Referring expression grounding data
━━━━━━━━━━━━━━━━━━━━

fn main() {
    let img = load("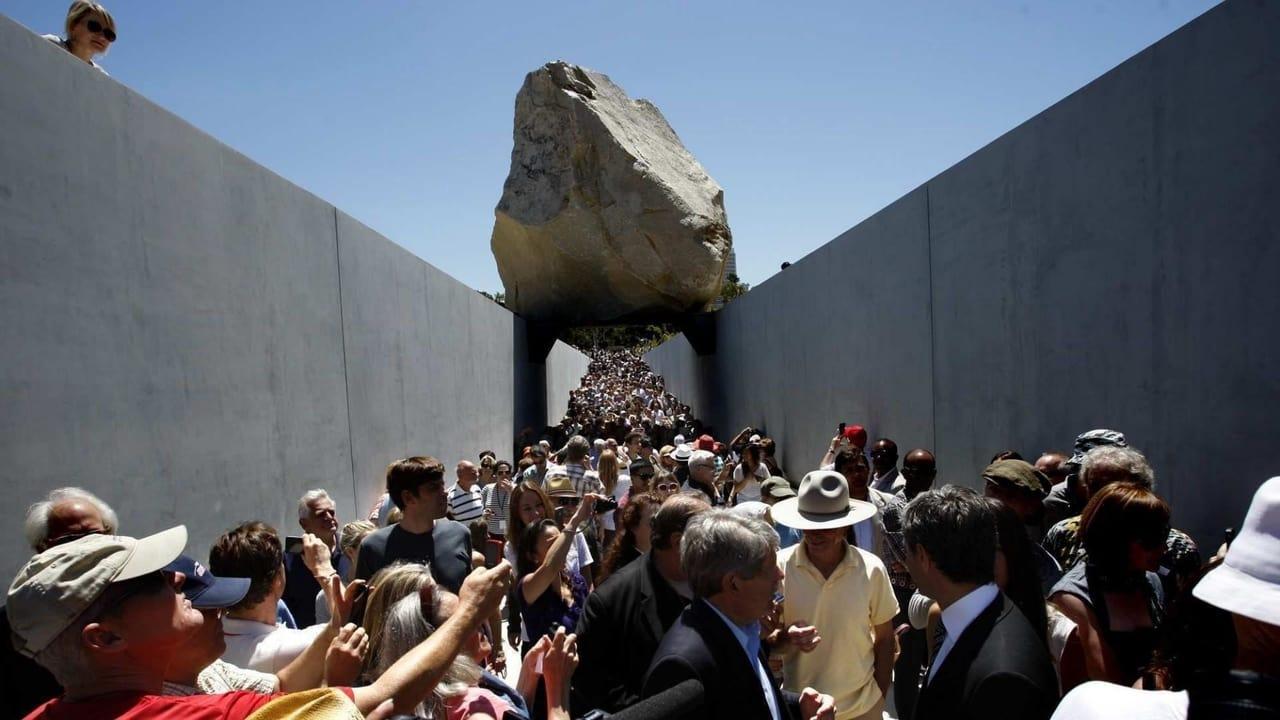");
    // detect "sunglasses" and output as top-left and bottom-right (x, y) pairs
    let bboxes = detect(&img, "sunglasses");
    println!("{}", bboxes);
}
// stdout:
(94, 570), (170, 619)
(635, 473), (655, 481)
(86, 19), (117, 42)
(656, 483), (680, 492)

━━━━━━━━━━━━━━━━━━━━

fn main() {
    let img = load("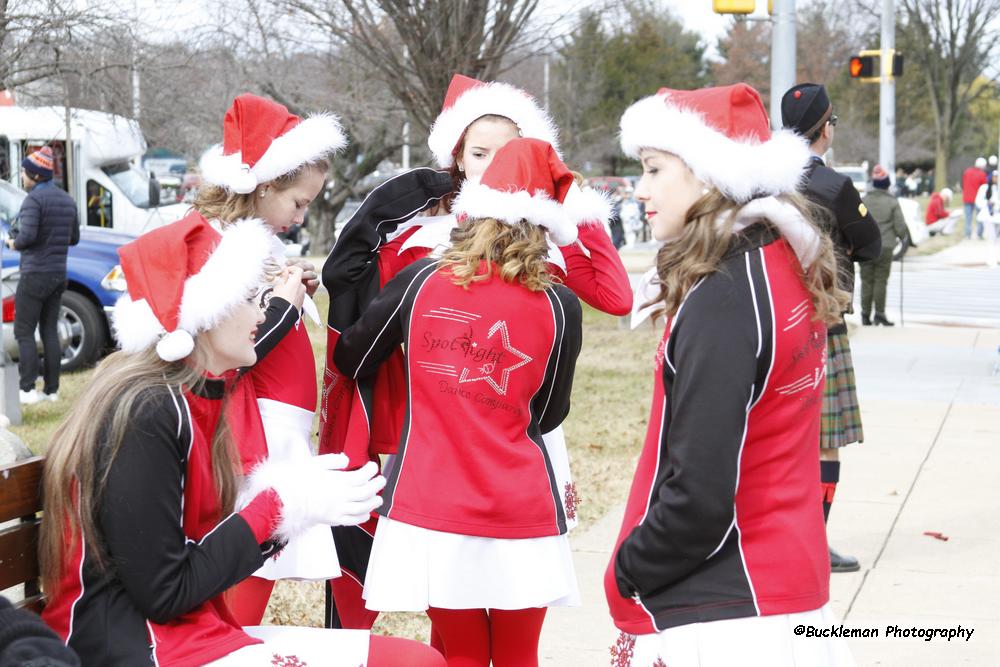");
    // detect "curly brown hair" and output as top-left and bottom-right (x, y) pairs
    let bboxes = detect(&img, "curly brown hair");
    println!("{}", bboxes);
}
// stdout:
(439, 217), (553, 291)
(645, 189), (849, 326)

━━━━━━━━━━━━━━━━━━━━

_What is required:_
Scanning the data above, copy out every line where "hair" is found.

_Response to this exercise:_
    // detect "curly brown hair" and output as top-left and bottom-right (x, y) pairs
    let bboxes = detect(&img, "curly brown hair");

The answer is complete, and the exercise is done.